*** Estratto del testo

Il ragazzo: sono state le teste rasate

Di Marco Sartorelli, "La Stampa", 22 Febbraio 2001

 

Da dietro la porta arriva una voce da adolescente. Chiede due volte chi ha suonato il campanello. Sono le sei di sera, il ragazzino è in compagnia di due amici, ma i genitori non ci sono. Meglio non fidarsi. Poi si fa il coraggio che forse immagina avrebbe un adulto, apre la porta e racconta tutto d’un fiato i momenti terribili che ha vissuto, come dovesse ingoiare l’ultimo sorso di uno sciroppo imbevibile: «Sì, è vero, sono stato picchiato, mi hanno sfregiato con un coltellino e poi hanno fatto anche il resto... Credevo di essere morto. Ero così spaventato che non l’ho nemmeno detto subito a mia mamma. Poverina, ha il cuore un po’ debole, non volevo che stesse troppo male».

Li hai riconosciuti?

«No, erano incappucciati. L’altra volta, quando mi hanno dato uno schiaffo, erano in gruppo, con il viso scoperto».

Dove è successo?

******
*** Righe di dati

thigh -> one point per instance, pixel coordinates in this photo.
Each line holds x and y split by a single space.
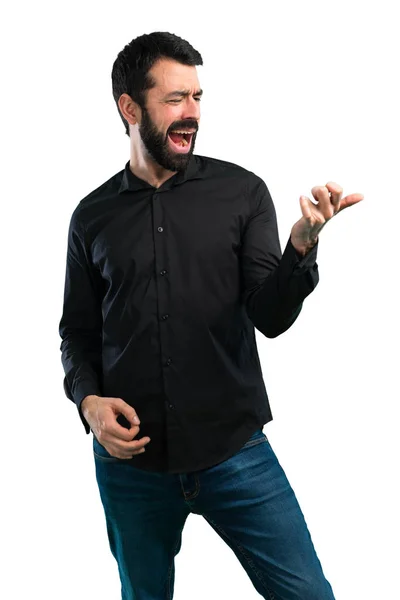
249 502
145 515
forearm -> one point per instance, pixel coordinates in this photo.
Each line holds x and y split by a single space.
274 305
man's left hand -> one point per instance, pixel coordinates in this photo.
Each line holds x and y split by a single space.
304 234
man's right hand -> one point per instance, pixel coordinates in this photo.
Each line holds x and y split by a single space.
101 414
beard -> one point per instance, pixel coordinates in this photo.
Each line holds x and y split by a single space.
158 146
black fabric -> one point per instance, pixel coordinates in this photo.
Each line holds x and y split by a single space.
163 289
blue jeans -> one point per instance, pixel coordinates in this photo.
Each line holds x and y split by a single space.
248 501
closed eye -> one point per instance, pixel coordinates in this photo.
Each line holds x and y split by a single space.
176 101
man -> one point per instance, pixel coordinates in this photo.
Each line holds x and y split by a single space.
171 265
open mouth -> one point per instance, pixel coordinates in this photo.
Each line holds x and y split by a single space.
181 142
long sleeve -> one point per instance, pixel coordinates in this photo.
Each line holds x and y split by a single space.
275 284
81 323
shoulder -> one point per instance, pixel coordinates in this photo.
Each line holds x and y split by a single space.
89 204
216 167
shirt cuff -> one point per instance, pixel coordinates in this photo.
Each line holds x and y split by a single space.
299 262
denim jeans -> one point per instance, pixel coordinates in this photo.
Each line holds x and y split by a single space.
247 500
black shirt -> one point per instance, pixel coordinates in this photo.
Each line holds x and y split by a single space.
163 289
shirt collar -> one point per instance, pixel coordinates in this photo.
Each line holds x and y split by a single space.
130 182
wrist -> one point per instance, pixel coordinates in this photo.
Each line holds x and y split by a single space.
87 402
304 248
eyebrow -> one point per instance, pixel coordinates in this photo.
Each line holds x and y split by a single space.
183 93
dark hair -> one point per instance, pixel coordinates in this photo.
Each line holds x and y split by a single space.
130 72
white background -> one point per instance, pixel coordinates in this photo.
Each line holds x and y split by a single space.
301 93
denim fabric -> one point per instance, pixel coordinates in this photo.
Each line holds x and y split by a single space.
248 501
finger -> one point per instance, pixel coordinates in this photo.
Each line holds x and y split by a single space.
305 207
336 193
127 450
350 200
321 194
128 411
112 429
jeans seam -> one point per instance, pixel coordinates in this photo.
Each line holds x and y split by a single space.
169 591
248 559
106 458
254 442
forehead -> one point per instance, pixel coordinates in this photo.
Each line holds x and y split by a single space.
171 75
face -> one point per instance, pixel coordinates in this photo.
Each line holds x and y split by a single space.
168 111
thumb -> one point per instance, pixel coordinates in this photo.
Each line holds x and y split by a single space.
127 410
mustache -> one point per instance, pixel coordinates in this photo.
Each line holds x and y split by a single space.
184 126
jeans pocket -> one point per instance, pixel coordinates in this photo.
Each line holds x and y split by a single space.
101 453
257 437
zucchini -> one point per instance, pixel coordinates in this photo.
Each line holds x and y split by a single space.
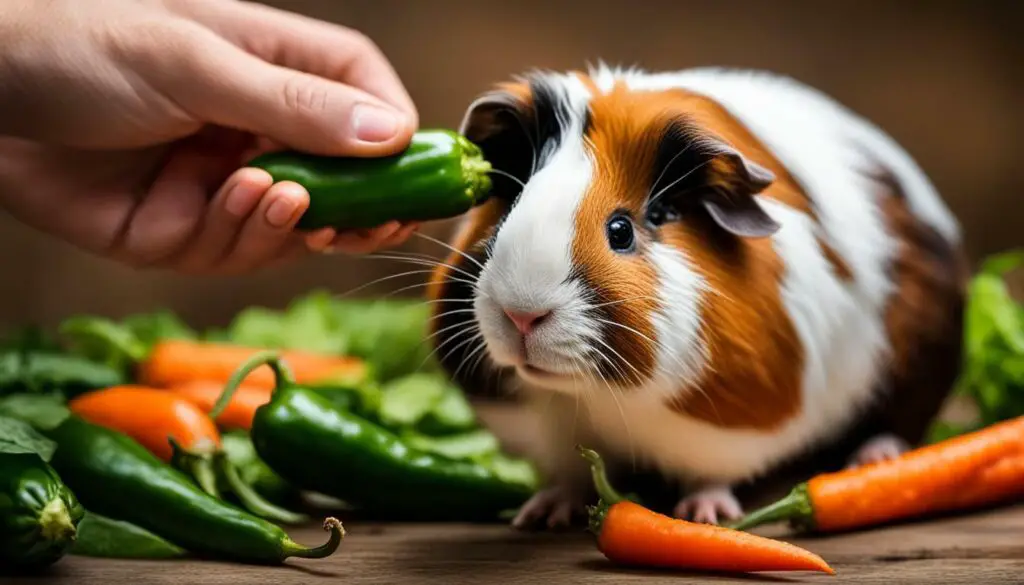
39 515
439 175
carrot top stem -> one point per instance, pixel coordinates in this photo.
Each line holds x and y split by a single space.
282 373
607 496
796 507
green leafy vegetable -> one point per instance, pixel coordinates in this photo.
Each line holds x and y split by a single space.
19 436
108 538
471 445
992 375
406 401
41 411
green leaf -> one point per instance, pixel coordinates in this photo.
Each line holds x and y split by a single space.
18 436
409 399
40 411
103 340
150 328
107 538
1001 263
464 446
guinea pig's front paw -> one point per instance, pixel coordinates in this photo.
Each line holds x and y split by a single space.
880 448
557 507
709 505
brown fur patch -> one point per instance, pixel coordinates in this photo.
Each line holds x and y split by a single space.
756 357
753 379
623 137
924 319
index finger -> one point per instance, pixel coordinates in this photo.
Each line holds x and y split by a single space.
306 44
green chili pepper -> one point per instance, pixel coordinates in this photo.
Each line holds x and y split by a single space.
39 514
440 174
109 538
118 477
317 447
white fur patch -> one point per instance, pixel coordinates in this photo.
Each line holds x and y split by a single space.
530 261
840 324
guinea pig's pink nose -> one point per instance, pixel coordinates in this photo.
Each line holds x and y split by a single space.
525 321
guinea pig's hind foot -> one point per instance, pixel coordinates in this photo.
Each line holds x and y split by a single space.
709 505
880 448
556 507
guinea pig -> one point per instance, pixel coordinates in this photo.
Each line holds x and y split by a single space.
712 272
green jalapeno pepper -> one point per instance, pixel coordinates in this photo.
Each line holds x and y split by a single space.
316 446
39 514
116 476
440 174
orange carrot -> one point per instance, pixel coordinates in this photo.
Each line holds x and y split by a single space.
941 476
239 412
630 534
175 361
151 416
177 431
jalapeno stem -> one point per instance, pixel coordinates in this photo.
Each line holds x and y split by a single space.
250 499
292 548
283 377
199 466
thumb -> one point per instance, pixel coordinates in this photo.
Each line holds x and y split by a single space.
231 87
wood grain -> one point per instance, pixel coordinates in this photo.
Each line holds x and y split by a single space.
986 547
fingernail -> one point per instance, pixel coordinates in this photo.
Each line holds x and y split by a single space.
374 124
281 211
241 200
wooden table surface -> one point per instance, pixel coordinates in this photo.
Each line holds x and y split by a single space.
985 547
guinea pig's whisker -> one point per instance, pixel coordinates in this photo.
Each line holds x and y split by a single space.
472 353
443 329
622 413
469 328
653 185
654 197
620 301
508 175
479 360
420 259
381 280
631 330
455 348
623 360
450 247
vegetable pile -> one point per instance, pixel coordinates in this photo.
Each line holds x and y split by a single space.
142 437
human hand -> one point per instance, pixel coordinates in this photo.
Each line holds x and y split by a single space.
132 148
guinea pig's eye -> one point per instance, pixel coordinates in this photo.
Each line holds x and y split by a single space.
620 232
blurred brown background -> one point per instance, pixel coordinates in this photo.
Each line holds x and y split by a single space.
944 78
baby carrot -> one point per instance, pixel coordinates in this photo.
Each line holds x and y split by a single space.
177 431
175 361
159 421
238 413
934 477
630 534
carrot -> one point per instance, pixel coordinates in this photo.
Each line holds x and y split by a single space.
630 534
151 416
239 412
175 361
177 431
941 476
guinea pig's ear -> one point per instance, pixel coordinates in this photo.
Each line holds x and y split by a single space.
735 179
492 114
497 122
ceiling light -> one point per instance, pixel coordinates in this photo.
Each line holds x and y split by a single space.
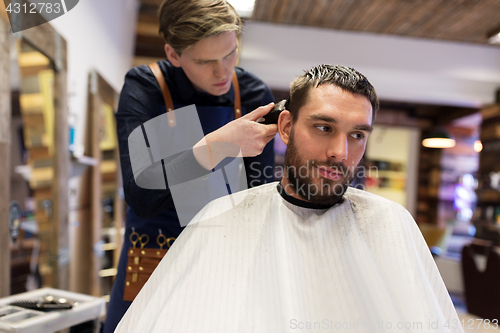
243 7
438 138
495 39
478 146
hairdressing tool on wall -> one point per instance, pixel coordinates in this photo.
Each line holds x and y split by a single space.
48 303
273 115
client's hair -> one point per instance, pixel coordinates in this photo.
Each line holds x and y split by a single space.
346 78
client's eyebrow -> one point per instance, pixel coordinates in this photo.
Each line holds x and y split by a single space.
207 60
322 117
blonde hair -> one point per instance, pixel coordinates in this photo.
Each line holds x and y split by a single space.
185 22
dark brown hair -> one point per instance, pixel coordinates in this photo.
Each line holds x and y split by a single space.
344 77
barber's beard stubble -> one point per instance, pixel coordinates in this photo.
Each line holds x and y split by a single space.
302 175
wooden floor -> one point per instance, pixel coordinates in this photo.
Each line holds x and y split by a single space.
472 323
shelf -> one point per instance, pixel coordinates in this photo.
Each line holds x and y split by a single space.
108 272
109 247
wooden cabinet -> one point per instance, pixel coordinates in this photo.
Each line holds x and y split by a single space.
100 208
39 87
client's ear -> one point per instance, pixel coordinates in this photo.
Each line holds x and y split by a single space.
285 126
172 56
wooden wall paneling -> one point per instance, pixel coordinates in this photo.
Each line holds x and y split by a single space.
95 102
5 110
61 165
45 39
100 93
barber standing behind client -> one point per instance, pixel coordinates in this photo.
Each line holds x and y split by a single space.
201 49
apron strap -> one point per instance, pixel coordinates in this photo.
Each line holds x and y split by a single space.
237 100
168 99
163 85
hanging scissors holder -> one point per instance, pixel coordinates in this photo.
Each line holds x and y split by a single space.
142 262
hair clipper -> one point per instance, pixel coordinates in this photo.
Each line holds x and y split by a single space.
273 115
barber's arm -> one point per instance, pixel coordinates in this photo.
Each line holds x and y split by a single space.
139 102
244 134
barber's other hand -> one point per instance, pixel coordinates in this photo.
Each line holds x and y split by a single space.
250 136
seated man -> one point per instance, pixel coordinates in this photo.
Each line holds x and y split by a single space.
309 253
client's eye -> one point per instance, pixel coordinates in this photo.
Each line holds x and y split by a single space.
324 128
358 135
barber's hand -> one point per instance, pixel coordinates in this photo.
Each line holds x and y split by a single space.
244 134
250 136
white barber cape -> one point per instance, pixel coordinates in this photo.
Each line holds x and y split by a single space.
268 265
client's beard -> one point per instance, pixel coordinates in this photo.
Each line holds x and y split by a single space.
329 191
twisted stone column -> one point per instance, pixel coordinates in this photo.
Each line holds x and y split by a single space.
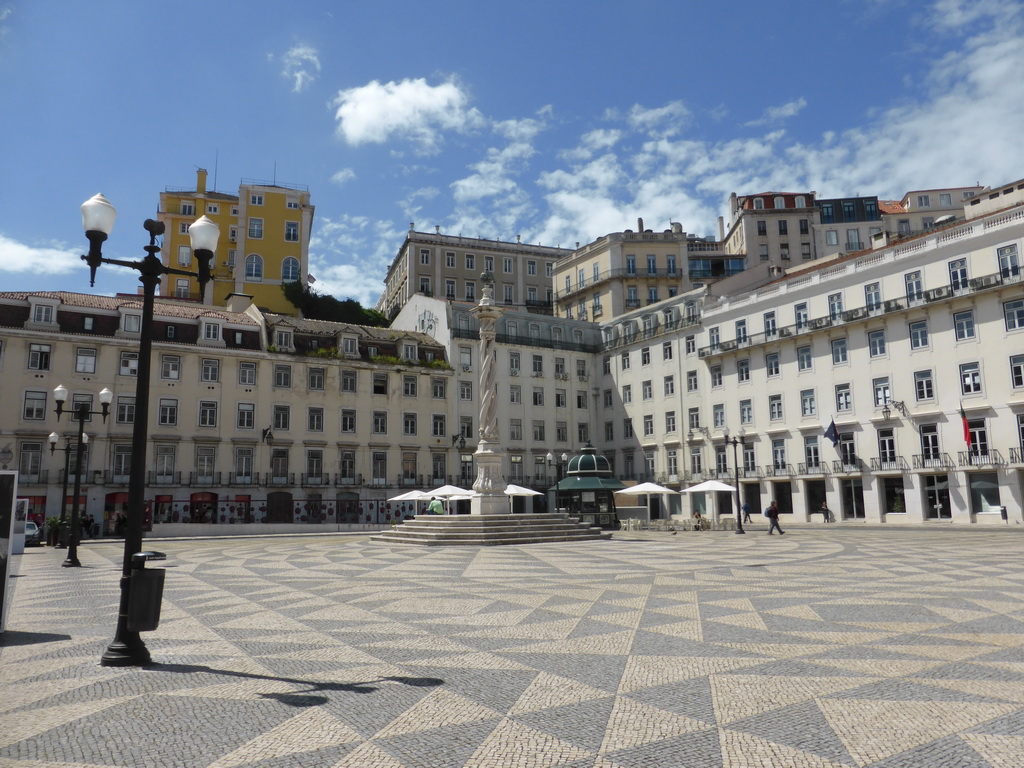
489 484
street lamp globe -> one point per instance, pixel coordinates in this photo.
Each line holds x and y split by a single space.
98 215
204 233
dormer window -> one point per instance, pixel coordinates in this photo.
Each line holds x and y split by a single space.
43 313
283 339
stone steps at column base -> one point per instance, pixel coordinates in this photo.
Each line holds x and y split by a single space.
491 529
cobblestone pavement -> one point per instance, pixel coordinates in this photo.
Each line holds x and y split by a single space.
826 647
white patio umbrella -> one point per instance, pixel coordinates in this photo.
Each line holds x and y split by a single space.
450 493
444 492
513 489
411 496
711 486
645 488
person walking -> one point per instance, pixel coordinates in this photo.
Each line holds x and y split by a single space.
772 514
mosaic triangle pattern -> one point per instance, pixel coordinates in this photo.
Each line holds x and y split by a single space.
853 648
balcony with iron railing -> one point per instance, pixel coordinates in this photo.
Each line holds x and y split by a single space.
848 466
116 478
933 461
889 464
987 458
889 306
200 480
813 468
164 478
673 324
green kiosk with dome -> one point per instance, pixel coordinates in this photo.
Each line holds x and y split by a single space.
588 489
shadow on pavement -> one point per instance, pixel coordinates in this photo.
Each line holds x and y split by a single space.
299 697
11 638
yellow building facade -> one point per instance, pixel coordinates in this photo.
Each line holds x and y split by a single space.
264 240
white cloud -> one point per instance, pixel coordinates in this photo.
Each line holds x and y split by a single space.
343 176
660 121
961 129
301 65
349 256
776 114
54 258
410 109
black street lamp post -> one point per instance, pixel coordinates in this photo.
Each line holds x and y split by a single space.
81 414
734 441
559 463
68 449
127 648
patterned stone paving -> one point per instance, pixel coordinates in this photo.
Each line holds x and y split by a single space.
830 647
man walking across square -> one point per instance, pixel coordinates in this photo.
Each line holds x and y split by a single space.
772 514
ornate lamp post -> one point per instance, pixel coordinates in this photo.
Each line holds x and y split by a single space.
68 450
81 414
734 441
127 648
559 463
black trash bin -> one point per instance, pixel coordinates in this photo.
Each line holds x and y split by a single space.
145 592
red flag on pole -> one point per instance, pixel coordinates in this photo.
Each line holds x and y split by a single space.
967 428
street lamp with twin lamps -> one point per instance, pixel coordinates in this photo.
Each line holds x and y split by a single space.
559 466
127 648
80 413
62 529
734 441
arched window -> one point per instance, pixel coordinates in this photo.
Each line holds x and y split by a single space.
254 267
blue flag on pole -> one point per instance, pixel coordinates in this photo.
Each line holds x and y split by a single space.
833 434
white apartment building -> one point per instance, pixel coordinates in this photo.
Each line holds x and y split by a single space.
450 266
546 385
832 341
256 419
771 226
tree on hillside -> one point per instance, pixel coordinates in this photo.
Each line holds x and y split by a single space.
317 306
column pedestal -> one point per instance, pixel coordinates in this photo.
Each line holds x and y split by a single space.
489 483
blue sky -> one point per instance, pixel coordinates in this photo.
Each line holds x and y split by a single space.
558 121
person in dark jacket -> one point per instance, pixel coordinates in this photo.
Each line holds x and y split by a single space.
772 514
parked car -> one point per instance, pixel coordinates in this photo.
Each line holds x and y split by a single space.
33 535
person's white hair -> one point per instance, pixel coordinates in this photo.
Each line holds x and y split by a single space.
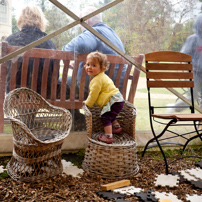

******

[Compito]:
Continua l'articolo sul ragazzo aggredito dalle teste rasate, riprendendo subito dopo l'ultima domanda.

[Soluzione]:
«In via Roma, pochi giorni prima che venissero sotto casa. Stavo passeggiando, sono stato circondato e preso in giro. Mi hanno dato una manata in faccia e poi mi hanno detto che si sarebbero rifatti vivi».

Pensi di sapere chi sono?

«Credo siano nazifascisti. Qui ad Orbassano ce ne sono parecchi, con la testa rasata e i giubbotti neri. Ce l’hanno con chi non la pensa come loro, con i “diversi’’. Cercano la rissa, provocano, aggrediscono».

Perché se la sono presa con te?

«Forse mi hanno aggredito perché a scuola, durante un’assemblea nella quale si parlava anche del Gay Pride, avevo detto che tutti, anche gli omosessuali, hanno diritto di manifestare il proprio pensiero. Ma adesso basta, non ci sono i miei genitori, cercate di capirmi». Improvvisamente, la porta, tenuta sempre socchiusa, viene richiusa. La storia di Mario, però, non finisce dietro quella porta: domani, studenti, genitori e insegnanti del liceo scientifico Amaldi e dell’istituto tecnico Sraffa, avvieranno un corteo. Un volantino, distribuito nei giorni scorsi, dice che bisogna «fermare il silenzio», perché «quattro persone del circondario sono state aggredite negli ultimi mesi, anche con armi da taglio e gesti indicibili. Uno di loro è un nostro compagno. Ma per il clima di terrore creatosi, solo due denunce sono arrivate ai carabinieri».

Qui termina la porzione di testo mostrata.